─── Page text ───

For years I had wondered where George and Mary were since it appeared they were not with Nellie. Tracking down Nellie's brother, I had later found out that Maurice, who died in 1984 was interred in a niche in the mausoleum on the other side of the cemetery. After doing a little sleuthing with my fiance (the very person who originally introduced me to Nellie's grave in the first place), we decided to go check out the Mausoleum niche's to see Maurice's spot. Lo and behold, there was George, Mary, Mary's half-sister Daisy, Maurice and guess what?  Nellie! You read that right, there is a niche with Nellie's name on it.

(Courtesy of Roland Boulware)
This was cause for visiting the cemetery office to ask about the oddity of her having two graves. After speaking to the staff at the cemetery, they explained to us that someone had just talked to them about the same story that week earlier, and as it turns out, Maurice was deathly afraid of being buried in the ground. So, although his parents were buried alongside Nellie in the family plot, he had arranged in his will that upon his death he would be put in a niche in the Mausoleum, and that his family would be exhumed and re-interred with him there. Thus the reason why he didn't bother to put his parent's names on the family marker in the cemetery. Sadly, though, they made quite a few errors on Nellie's plaque, as it reads 1881-1911 when she was born in 1883 and died in 1912.

─── Supplied data ───

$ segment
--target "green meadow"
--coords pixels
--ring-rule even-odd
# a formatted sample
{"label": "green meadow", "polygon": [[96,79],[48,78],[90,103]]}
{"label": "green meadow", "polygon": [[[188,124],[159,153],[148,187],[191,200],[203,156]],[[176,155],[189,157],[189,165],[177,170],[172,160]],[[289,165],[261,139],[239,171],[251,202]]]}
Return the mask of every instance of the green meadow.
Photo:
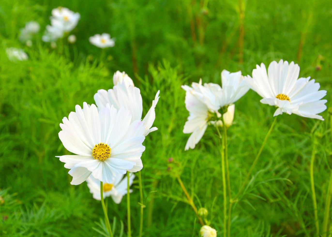
{"label": "green meadow", "polygon": [[[76,42],[66,35],[53,49],[42,37],[59,6],[81,18],[70,33]],[[19,37],[30,21],[41,30],[28,47]],[[325,120],[278,116],[250,182],[233,203],[230,236],[331,236],[331,30],[329,0],[1,0],[0,236],[109,236],[100,201],[86,183],[70,184],[69,170],[55,156],[70,154],[58,135],[62,118],[76,105],[94,103],[98,90],[112,88],[118,70],[140,90],[143,115],[160,91],[158,130],[143,143],[143,203],[137,178],[131,188],[132,236],[138,236],[143,206],[142,236],[199,236],[193,203],[207,209],[204,221],[223,236],[220,139],[209,126],[195,149],[184,150],[189,114],[181,86],[201,78],[220,85],[224,69],[251,75],[257,64],[281,59],[298,64],[300,77],[311,76],[327,91],[327,109],[320,114]],[[90,43],[90,37],[103,33],[115,39],[114,47]],[[29,58],[10,60],[10,47]],[[261,99],[250,90],[237,102],[227,131],[233,197],[274,119],[275,108]],[[126,201],[126,196],[119,204],[106,200],[115,236],[127,236]]]}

───

**Task set**
[1] In the records, replace "mask" with "outline" and reproduce them with everything else unchanged. Please leave the pictures out of your answer.
[2] Carry the story about Nellie's two graves further, starting after its final sentence.

**Final answers**
[1]
$ segment
--target "green meadow"
--coords pixels
--ring-rule even-odd
# a formatted sample
{"label": "green meadow", "polygon": [[96,79],[48,78],[90,103]]}
{"label": "green meadow", "polygon": [[[188,124],[159,153],[148,187],[191,200],[203,156]],[[176,155],[189,157],[189,165],[177,170],[172,160]],[[289,165],[261,139],[239,171],[251,202]]]}
Return the outline of every instance of the green meadow.
Photo:
{"label": "green meadow", "polygon": [[[76,42],[66,35],[53,49],[42,37],[59,6],[81,18],[70,33]],[[19,37],[30,21],[41,30],[28,47]],[[325,120],[278,116],[250,182],[233,203],[230,236],[331,236],[331,30],[329,0],[1,0],[0,236],[109,236],[100,201],[86,183],[70,184],[69,170],[55,156],[70,154],[58,135],[62,118],[76,105],[94,103],[98,90],[112,88],[118,70],[140,90],[143,115],[160,91],[158,130],[143,143],[143,203],[137,178],[131,188],[132,236],[138,236],[143,206],[142,236],[199,236],[193,203],[207,209],[204,221],[223,236],[220,139],[209,126],[195,149],[184,150],[189,114],[181,86],[201,78],[220,85],[224,69],[251,75],[257,64],[281,59],[298,64],[300,77],[311,76],[327,91],[327,109],[320,114]],[[90,43],[90,37],[103,33],[115,39],[114,47]],[[29,58],[10,60],[10,47]],[[261,99],[250,90],[237,102],[227,131],[233,197],[274,119],[275,108]],[[126,201],[126,196],[119,204],[106,200],[115,236],[127,236]]]}

[2]
Obviously, when Nellie died in 1912, George and Mary had planned to be buried there beside their daughter, so that was why they purchased the large plot and had such a large family monument to be placed there, with enough space for all four of their names to be inscribed.

For all these years I had been visiting Nellie, and she wasn't even there. She was on the opposite side of the cemetery all along, well since 1984 anyway.  Now Nellie and the rest of her family are resting side by side, above ground in the Mausoleum.

If you would like to visit Nellie, her niche is located at the south side of the mausoleum on the eastern side of the property. Her original grave, which is still there, is on the far west side of the property near the first driveway. You can't miss it.

In ending, the Hill House is a marvelous piece of Lodi History encapsulated within its walls. The whole house has been beautifully kept up and holds much of the Hill family's belongings and treasures. If you get a chance to visit it, you should, and why not stop by and visit the Hill family at the Lodi Memorial Cemetery as well.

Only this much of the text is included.